図4から明らかなように、ドライアイスが充填された湯道内へ冷風を吹き込んでも、冷却時間の改善効果はなく、かえって冷却時間が長くなる傾向があった。
特に、冷風の吹き込み流量が1.2Nm/時間を超える場合、目標である8時間以内に、耐火物の冷却ができなかった。これは、前記したように、空気中の水蒸気量、冷風の吹き込みによる撹拌、及び冷風の温度が、耐火物の急速冷却に好影響を及ぼさないことによるものと考えられる。
以上のことから、湯道が形成された耐火物21を、8時間内に50℃以下まで冷却するには、ドライアイスが充填された湯道10内へ、0を超え1.2Nm/時間以下の流量で空気を吹き込めばよいが、上限を1.0Nm/時間、更には0.5Nm/時間とすることが好ましい。
しかし、図4や前記した検討内容からも明らかなように、ドライアイスが充填された湯道内へ、冷風を吹き込まない(流量:0Nm/時間)のが最もよい。これにより、空気中の水蒸気量に起因するドライアイスの追加充填が妨げられることなく、ドライアイスによる冷却能力も維持でき、更に、冷風の吹き込み装置などの設備を別途使用する必要がなく経済的である。
以上に示した方法で、耐火物を冷却するに際しては、湯道内を概ね満たしたドライアイスが、耐火物21の残存熱量を奪いつつ昇華するため、このドライアイスをその都度追加充填することが必要である。特に、湯道10内にドライアイスを充填した後、40分以内の間隔で、ドライアイスを湯道10内に繰り返し追加充填することが好ましい。
ドライアイスの充填による耐火物21の冷却開始の当初は、昇華によるドライアイスの消費が早く、5〜15分程度で、湯道内に充填されたドライアイスの概ね1/4〜1/3程度が消費される。そのため、その都度ドライアイスを追加充填する必要があるが、ドライアイスの追加充填作業だけに専任作業員を担当させるのは非効率的である。
そこで、溝型誘導加熱装置の湯道内へのドライアイスの充填間隔が、溝型誘導加熱装置の耐火物の冷却時間に及ぼす影響について試験を行った結果を、図5に示す。この試験は、冷却開始前の温度が270〜330℃の耐火物に形成された内径が20cmの湯道内に、最大長さが16mmのドライアイスを充填した後、湯道内に冷気を吹き込むことなく(0Nm/時間)、ドライアイスの追加充填の間隔を変えて、繰り返し追加投入している。なお、溝型誘導加熱装置の耐火物の温度測定は、前記したように、誘導炉本体から取外した使用済みの溝型誘導加熱装置の耐火物内に熱電対を設置して測定している。
図5から明らかなように、ドライアイスの追加充填間隔が短いほど、耐火物の冷却時間を短くできる傾向がある。特に、ドライアイスの追加投入間隔を40分以内とした場合には、冷却時間の目標である8時間以内での冷却が可能であることが分かった。

☆ ☆ ☆

作業要件
1 - 本文の「以上に示した方法で、耐火物を」から「が可能であることが分かった。」までをすべて書き出し、その中の「熱電対」を「温度センサ」に置き換えてください。
2 - 記録の中から文字列「fish」を含む行をすべて見つけ出し、一行ずつそのまま写す。

☆ ☆ ☆

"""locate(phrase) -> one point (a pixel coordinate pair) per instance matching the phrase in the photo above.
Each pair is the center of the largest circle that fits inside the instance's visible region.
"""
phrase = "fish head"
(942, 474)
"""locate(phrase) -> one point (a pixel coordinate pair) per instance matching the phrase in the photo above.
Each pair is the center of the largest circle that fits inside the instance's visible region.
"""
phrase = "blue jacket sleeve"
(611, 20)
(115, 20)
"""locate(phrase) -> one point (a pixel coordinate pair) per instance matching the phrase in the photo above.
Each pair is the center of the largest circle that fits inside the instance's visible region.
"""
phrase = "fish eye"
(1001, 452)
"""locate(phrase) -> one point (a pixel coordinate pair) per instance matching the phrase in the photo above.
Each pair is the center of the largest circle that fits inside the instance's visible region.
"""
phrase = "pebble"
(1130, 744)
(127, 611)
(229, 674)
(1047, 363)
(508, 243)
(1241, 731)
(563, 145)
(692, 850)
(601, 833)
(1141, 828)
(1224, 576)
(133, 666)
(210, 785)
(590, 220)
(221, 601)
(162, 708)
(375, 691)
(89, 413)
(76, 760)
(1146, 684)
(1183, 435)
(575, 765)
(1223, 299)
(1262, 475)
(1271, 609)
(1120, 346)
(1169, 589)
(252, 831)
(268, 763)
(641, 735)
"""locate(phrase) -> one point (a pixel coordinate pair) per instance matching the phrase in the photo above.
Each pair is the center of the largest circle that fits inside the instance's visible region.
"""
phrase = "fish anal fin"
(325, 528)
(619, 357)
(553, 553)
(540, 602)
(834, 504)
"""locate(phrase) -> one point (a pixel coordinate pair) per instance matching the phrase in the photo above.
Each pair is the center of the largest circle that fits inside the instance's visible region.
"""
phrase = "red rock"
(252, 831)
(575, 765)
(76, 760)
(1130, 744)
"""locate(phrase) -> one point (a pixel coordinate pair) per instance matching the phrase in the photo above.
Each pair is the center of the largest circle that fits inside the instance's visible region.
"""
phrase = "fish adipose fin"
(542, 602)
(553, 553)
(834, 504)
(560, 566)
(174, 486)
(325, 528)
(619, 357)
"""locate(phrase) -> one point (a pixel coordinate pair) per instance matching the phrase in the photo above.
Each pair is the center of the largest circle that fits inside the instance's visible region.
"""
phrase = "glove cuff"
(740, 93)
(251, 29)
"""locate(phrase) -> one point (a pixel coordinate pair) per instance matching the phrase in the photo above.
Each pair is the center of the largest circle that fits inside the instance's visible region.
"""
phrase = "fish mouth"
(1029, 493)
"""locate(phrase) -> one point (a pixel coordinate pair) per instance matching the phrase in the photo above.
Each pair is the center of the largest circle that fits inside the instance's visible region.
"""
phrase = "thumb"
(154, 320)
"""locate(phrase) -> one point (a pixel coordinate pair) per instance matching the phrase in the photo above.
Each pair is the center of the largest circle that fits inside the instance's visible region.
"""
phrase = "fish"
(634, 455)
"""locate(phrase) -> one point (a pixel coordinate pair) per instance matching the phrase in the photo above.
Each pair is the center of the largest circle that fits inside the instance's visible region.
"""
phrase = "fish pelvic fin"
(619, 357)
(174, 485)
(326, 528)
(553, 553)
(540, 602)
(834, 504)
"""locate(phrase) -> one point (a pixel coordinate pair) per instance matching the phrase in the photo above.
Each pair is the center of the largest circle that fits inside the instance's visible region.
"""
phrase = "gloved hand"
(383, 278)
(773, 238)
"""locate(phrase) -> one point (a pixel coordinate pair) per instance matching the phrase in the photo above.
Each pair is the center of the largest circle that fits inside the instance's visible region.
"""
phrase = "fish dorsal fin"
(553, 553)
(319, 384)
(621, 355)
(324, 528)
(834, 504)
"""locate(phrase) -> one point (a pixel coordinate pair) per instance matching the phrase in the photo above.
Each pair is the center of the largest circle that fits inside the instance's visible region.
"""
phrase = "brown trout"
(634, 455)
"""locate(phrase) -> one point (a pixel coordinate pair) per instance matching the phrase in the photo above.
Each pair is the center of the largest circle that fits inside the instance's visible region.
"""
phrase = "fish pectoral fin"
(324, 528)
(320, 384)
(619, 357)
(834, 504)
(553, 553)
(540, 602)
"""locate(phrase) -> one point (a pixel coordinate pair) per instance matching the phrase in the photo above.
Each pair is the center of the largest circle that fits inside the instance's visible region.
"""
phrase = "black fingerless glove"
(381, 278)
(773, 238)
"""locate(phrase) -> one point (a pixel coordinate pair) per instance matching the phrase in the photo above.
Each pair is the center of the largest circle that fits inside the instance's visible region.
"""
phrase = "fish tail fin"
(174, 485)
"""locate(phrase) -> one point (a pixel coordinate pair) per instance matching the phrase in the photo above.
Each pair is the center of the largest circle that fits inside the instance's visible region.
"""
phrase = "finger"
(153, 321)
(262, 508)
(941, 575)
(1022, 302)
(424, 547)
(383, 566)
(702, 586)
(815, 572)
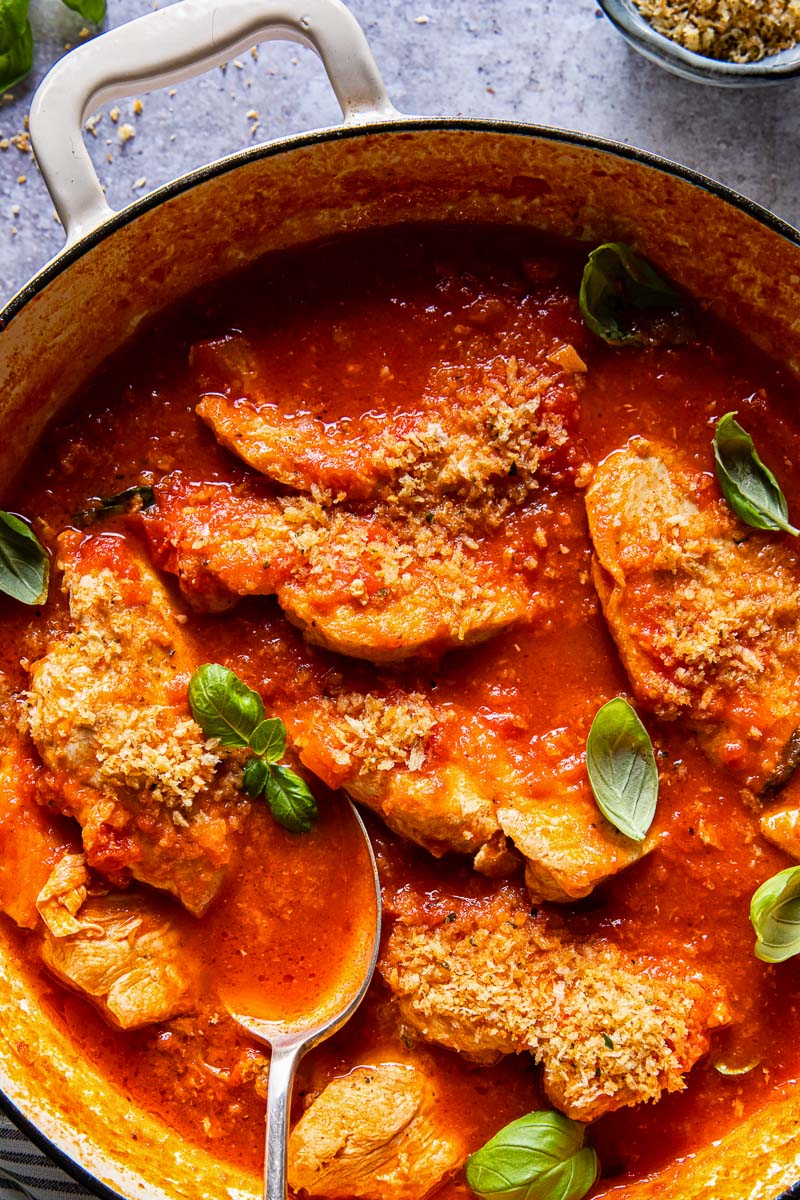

☆ ☆ ☆

演習の解答
1 -
以上に示した方法で、耐火物を冷却するに際しては、湯道内を概ね満たしたドライアイスが、耐火物21の残存熱量を奪いつつ昇華するため、このドライアイスをその都度追加充填することが必要である。特に、湯道10内にドライアイスを充填した後、40分以内の間隔で、ドライアイスを湯道10内に繰り返し追加充填することが好ましい。
ドライアイスの充填による耐火物21の冷却開始の当初は、昇華によるドライアイスの消費が早く、5〜15分程度で、湯道内に充填されたドライアイスの概ね1/4〜1/3程度が消費される。そのため、その都度ドライアイスを追加充填する必要があるが、ドライアイスの追加充填作業だけに専任作業員を担当させるのは非効率的である。
そこで、溝型誘導加熱装置の湯道内へのドライアイスの充填間隔が、溝型誘導加熱装置の耐火物の冷却時間に及ぼす影響について試験を行った結果を、図5に示す。この試験は、冷却開始前の温度が270〜330℃の耐火物に形成された内径が20cmの湯道内に、最大長さが16mmのドライアイスを充填した後、湯道内に冷気を吹き込むことなく(0Nm/時間)、ドライアイスの追加充填の間隔を変えて、繰り返し追加投入している。なお、溝型誘導加熱装置の耐火物の温度測定は、前記したように、誘導炉本体から取外した使用済みの溝型誘導加熱装置の耐火物内に温度センサを設置して測定している。
図5から明らかなように、ドライアイスの追加充填間隔が短いほど、耐火物の冷却時間を短くできる傾向がある。特に、ドライアイスの追加投入間隔を40分以内とした場合には、冷却時間の目標である8時間以内での冷却が可能であることが分かった。

2 -
phrase = "fish head"
phrase = "fish eye"
phrase = "fish anal fin"
phrase = "fish adipose fin"
phrase = "fish mouth"
phrase = "fish"
phrase = "fish pelvic fin"
phrase = "fish dorsal fin"
phrase = "fish pectoral fin"
phrase = "fish tail fin"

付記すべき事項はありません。